• [DATA SUPPLIED]:
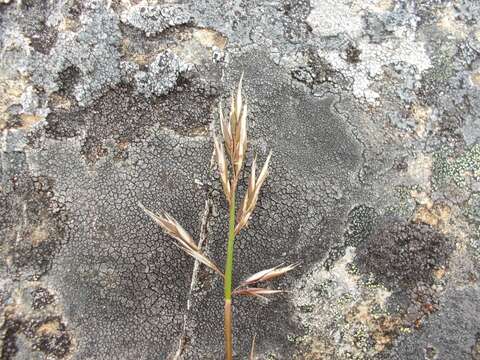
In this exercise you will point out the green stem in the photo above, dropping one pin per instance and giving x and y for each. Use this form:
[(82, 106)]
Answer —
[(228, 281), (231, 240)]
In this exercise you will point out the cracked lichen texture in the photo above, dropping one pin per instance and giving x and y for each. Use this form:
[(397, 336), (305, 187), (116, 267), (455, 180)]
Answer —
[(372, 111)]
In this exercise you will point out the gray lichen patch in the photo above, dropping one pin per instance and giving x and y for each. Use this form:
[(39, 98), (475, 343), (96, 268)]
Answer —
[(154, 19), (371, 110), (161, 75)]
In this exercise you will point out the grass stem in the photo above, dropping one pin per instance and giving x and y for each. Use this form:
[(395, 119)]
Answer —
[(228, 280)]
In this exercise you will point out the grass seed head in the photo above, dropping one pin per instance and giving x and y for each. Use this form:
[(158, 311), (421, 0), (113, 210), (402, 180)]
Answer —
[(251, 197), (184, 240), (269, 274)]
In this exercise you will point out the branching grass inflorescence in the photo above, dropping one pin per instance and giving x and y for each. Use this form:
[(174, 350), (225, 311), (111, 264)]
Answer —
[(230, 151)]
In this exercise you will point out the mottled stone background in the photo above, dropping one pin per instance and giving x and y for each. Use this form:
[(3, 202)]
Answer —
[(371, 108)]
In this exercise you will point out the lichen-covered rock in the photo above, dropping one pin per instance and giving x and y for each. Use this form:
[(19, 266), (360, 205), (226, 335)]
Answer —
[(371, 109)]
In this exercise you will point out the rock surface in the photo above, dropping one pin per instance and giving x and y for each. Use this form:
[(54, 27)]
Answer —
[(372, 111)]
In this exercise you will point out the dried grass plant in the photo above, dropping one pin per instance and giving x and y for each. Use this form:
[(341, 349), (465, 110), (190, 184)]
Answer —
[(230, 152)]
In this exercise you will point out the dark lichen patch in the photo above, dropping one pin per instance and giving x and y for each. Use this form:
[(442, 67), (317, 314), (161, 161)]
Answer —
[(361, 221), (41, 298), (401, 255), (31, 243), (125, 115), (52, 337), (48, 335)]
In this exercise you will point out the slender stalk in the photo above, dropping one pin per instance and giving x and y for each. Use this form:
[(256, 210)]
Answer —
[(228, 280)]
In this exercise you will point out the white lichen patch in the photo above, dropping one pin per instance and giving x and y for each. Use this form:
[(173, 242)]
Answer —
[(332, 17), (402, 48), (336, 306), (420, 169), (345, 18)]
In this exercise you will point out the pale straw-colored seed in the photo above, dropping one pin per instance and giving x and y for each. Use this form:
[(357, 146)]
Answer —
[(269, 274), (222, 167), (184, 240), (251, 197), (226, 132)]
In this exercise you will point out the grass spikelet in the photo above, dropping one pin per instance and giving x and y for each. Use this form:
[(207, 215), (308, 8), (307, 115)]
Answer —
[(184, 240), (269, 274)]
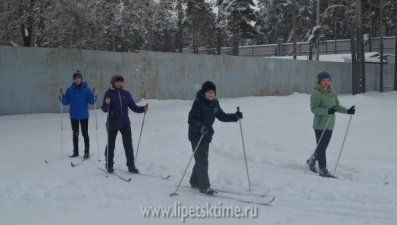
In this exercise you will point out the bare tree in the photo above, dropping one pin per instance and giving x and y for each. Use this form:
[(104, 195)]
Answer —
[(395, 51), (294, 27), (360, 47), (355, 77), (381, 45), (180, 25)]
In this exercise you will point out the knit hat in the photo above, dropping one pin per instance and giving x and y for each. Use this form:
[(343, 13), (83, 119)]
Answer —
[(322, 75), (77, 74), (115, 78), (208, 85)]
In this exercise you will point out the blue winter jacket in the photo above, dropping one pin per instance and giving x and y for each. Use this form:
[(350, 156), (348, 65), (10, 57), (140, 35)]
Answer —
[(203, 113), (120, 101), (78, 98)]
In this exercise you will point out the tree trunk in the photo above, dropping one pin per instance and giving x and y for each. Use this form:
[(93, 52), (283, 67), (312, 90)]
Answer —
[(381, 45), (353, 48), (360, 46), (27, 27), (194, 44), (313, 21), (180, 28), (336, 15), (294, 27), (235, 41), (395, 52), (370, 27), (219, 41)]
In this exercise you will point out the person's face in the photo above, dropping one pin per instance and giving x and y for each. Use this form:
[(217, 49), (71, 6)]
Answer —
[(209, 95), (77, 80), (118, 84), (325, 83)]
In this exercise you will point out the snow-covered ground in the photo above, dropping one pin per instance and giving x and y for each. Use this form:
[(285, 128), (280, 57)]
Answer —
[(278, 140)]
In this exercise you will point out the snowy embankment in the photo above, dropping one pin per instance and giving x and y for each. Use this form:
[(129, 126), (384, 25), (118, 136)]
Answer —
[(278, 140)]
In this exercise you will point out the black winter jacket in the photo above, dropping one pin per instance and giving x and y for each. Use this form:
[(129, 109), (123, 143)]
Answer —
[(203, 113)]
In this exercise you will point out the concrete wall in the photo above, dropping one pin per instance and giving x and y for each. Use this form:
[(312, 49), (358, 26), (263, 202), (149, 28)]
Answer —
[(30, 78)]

...

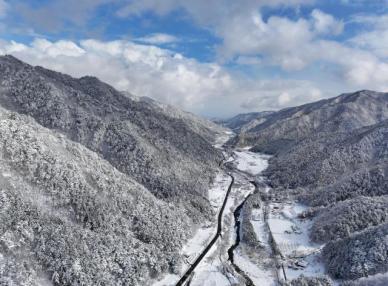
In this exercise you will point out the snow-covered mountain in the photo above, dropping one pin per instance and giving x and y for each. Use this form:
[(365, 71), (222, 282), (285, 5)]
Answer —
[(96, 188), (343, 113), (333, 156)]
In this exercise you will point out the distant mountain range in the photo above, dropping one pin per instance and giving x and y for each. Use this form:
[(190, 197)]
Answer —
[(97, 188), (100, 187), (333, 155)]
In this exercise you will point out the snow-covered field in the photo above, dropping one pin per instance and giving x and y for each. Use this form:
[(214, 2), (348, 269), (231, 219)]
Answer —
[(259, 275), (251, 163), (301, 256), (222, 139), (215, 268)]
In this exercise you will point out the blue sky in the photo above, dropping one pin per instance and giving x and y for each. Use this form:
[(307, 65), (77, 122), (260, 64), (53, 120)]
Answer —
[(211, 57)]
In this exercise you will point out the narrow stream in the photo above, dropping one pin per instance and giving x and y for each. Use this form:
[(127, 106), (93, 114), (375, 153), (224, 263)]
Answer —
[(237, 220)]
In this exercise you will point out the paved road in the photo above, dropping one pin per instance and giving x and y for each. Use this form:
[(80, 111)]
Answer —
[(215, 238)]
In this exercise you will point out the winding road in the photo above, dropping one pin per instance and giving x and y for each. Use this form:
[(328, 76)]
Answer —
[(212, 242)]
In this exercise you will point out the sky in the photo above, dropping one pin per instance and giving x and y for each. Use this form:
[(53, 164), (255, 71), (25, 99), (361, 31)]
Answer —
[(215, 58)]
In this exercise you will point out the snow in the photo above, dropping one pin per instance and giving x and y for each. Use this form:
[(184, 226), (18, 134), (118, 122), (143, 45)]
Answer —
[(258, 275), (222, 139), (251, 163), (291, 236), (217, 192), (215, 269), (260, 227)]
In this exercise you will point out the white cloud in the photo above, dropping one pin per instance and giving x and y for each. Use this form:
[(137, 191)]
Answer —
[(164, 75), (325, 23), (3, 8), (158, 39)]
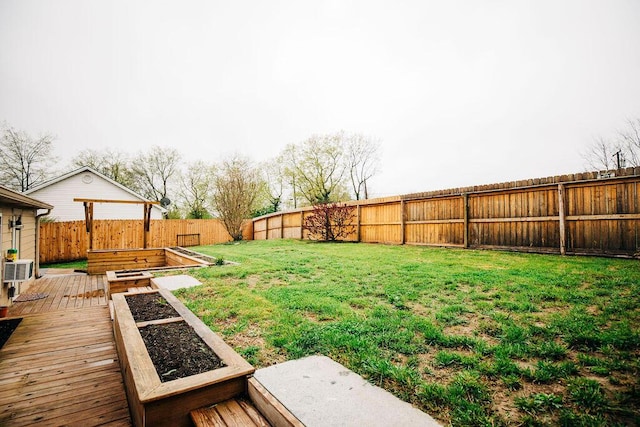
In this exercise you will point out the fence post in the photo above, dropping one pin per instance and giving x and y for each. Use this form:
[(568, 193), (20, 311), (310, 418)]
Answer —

• [TASK REQUIREMENTS]: Copy out only the lines starting with the one that contains "In this exercise you will point out the narrow" and going on through the one that contains "[(212, 242)]", requests included. Multiply every point coordinate in the answers by 1.85 and round each to a whole number with halves going up, leaving the requests and their sample coordinates as they are.

• [COMPLETE OUTPUT]:
In this exercise you will point out the narrow stream in the photo above, dropping one pin per instance and giving x and y for each. Use this form:
[(127, 106), (93, 114), (375, 153), (224, 263)]
Answer —
[(438, 407)]
In this exercise you will point out the paved road in the photo above, dropping one pin per instance and giving x and y for each. Use this form:
[(80, 111)]
Answer —
[(398, 440)]
In this exercise you will point out the winding road in the photo above, dropping one pin per instance and giving x and y for each. Use this form:
[(328, 76)]
Answer —
[(392, 448)]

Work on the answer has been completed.